Task description: Search the records below for the line containing "wooden dining table". Output that line and all later lines exactly; output nothing else.

Records from a data source
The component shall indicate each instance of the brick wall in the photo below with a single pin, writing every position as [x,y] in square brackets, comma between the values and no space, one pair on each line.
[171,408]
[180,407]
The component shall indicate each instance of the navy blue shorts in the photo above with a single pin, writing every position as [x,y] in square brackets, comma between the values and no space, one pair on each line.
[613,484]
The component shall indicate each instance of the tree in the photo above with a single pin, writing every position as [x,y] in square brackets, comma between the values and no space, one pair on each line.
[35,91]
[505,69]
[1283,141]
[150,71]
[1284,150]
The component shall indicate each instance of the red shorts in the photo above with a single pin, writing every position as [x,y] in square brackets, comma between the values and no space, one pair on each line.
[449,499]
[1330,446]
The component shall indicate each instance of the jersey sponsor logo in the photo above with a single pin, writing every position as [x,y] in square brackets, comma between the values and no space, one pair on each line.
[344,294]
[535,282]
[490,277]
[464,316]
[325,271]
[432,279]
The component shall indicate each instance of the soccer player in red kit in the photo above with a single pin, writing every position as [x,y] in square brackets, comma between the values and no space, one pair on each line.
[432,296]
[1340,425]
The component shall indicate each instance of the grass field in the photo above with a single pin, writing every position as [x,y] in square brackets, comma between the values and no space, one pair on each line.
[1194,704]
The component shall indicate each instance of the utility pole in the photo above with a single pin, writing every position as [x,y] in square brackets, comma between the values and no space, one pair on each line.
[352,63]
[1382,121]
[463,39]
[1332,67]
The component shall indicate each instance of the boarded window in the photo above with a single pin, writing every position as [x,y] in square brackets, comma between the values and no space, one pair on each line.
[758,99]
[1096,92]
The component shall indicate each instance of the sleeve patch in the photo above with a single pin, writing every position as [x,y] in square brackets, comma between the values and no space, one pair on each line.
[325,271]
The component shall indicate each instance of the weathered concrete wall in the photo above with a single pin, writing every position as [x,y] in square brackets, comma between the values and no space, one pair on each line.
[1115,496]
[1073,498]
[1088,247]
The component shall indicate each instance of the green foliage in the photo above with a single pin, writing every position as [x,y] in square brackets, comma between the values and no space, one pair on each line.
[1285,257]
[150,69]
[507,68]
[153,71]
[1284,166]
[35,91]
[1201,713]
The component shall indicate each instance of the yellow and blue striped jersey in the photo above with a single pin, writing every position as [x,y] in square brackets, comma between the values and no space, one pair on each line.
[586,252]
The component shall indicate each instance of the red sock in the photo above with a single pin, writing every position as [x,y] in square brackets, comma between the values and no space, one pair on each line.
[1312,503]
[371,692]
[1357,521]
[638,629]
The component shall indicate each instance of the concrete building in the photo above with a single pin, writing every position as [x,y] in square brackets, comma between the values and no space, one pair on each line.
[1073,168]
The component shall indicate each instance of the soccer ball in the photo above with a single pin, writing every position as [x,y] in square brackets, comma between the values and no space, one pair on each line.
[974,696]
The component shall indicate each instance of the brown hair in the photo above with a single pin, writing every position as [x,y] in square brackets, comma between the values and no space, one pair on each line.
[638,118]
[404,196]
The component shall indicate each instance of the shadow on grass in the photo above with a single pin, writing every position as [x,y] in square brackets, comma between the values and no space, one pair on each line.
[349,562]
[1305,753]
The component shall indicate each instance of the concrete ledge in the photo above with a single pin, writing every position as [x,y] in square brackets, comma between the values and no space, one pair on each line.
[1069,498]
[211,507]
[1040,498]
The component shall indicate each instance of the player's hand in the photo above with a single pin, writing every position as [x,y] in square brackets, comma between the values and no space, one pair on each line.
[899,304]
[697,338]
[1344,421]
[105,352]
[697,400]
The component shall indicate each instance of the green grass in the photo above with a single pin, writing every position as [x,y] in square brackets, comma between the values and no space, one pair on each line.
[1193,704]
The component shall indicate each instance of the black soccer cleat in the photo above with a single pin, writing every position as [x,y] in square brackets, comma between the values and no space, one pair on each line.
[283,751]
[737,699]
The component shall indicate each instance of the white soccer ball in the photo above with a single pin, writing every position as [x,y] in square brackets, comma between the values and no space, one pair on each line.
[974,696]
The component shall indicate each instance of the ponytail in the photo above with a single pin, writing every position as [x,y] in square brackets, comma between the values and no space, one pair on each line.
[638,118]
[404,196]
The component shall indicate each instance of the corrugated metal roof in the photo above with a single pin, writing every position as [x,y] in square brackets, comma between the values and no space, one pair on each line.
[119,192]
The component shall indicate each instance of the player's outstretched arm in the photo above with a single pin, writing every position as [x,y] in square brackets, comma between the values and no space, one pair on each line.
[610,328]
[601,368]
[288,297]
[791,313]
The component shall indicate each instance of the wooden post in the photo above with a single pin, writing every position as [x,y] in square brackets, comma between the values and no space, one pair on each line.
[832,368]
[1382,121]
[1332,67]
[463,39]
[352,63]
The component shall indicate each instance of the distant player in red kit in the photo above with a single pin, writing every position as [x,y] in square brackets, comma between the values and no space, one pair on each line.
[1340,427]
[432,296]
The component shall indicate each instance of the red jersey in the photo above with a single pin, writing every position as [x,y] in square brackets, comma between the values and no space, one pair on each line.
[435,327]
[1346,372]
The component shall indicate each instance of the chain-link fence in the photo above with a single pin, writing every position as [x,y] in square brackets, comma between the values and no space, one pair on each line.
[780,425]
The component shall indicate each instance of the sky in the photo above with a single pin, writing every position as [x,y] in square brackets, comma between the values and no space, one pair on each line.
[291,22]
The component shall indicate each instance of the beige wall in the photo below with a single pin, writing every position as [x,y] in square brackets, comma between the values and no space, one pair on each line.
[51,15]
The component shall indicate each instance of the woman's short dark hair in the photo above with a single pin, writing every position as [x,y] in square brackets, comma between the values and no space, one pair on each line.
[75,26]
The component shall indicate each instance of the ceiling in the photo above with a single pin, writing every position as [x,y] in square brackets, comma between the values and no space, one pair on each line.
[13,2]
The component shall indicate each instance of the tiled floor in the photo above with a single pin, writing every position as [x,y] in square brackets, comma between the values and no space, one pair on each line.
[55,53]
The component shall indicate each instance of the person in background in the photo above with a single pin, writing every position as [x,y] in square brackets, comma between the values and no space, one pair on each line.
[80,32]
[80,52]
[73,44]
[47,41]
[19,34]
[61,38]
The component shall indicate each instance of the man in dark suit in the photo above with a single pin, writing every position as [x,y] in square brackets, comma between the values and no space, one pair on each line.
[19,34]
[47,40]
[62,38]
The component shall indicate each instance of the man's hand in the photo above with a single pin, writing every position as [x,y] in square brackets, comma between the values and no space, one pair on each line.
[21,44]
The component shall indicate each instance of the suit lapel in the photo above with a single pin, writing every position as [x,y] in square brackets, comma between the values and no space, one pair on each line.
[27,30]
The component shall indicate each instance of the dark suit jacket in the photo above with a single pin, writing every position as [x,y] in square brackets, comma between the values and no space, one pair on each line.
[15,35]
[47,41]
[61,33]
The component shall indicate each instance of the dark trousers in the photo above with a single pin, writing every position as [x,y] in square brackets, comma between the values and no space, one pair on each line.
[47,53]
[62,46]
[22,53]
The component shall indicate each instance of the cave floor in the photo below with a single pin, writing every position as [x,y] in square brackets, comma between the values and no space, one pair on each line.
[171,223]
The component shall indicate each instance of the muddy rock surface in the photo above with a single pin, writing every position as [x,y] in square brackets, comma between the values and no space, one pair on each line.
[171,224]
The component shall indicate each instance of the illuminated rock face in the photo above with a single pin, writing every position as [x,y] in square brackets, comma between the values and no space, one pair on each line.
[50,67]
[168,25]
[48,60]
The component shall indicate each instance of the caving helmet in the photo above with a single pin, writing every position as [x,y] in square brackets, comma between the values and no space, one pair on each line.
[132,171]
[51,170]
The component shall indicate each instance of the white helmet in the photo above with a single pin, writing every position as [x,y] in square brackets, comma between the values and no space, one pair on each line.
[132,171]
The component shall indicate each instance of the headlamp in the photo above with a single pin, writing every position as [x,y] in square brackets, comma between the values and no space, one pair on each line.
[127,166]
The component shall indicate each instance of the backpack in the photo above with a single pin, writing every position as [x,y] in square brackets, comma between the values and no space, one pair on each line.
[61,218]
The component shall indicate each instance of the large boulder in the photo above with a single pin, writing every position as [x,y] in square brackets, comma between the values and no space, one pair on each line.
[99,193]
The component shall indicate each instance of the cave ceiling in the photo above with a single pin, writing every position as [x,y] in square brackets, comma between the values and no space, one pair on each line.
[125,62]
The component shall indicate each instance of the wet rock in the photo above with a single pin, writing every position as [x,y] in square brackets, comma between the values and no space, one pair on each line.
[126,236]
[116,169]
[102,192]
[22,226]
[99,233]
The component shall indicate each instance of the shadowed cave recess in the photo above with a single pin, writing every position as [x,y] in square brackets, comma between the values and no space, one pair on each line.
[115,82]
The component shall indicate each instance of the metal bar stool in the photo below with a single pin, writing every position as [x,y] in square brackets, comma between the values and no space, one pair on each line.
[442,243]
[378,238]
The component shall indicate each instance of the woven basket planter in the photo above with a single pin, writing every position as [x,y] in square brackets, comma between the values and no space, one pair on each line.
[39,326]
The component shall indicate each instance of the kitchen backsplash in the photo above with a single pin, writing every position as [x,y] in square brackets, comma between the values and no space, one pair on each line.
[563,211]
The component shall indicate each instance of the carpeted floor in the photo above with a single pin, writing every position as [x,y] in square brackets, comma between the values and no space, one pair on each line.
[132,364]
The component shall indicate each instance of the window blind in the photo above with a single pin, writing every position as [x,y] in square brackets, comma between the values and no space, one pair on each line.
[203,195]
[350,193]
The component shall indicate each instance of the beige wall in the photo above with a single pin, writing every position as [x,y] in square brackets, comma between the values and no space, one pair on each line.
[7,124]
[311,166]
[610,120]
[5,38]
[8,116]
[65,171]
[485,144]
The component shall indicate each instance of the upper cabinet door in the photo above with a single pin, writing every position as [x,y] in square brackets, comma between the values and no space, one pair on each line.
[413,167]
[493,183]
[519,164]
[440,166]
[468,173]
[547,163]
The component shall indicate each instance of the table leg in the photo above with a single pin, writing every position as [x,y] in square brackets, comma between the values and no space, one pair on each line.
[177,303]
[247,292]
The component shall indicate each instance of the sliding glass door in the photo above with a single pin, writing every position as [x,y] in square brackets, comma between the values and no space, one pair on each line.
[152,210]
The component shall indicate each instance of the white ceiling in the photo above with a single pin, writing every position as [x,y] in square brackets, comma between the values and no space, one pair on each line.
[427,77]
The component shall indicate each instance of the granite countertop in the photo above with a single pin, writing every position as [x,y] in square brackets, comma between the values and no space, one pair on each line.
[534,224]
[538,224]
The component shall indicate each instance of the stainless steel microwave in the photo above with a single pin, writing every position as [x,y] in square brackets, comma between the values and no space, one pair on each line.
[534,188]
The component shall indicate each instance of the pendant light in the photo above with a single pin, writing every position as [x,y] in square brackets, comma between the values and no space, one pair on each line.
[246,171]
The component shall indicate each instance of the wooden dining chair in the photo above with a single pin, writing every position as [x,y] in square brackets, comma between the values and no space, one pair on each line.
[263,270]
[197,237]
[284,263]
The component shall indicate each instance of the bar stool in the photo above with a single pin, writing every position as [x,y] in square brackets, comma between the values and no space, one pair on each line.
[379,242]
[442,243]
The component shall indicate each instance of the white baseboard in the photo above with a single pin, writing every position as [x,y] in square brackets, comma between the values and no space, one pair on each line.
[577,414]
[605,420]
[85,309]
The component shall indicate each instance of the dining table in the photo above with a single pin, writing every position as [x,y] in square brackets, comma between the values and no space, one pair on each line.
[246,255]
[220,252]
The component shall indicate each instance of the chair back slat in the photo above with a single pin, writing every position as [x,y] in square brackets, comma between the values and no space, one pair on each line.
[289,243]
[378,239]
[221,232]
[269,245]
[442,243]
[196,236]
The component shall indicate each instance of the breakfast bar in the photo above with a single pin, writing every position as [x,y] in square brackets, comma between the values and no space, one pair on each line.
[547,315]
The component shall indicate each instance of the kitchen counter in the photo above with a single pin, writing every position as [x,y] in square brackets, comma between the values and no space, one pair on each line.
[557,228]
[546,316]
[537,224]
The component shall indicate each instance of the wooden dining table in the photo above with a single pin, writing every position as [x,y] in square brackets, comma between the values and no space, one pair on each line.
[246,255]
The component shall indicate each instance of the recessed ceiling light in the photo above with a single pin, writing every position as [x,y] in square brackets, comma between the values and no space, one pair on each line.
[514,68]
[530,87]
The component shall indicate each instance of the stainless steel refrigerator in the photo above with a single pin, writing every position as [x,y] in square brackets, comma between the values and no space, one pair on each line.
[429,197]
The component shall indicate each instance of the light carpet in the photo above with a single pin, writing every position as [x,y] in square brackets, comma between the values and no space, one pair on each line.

Answer to this problem:
The component shall indicate each instance of the wooden dining table in the photo above with a single pin, writing every position as [x,y] in square brackets, comma between the values and no space, one pair on each line.
[246,255]
The component shall indicate each instance of the recessed ceiling light in the photo above with a single pin, writing every position as [x,y] in square brackets, comma between the values and no space, one pair on each line.
[514,68]
[530,87]
The component shall indicate each instance of the stainless steel refrigerator in the photo above with a single pin, writing every position as [x,y] in square brackets, comma between the values and no space, one pair on each line.
[429,197]
The component shall indicate each instance of the light carpet in the photo above with a single pin, writing every position as [x,y] in square brackets, comma between the values and no space, one pair on each line.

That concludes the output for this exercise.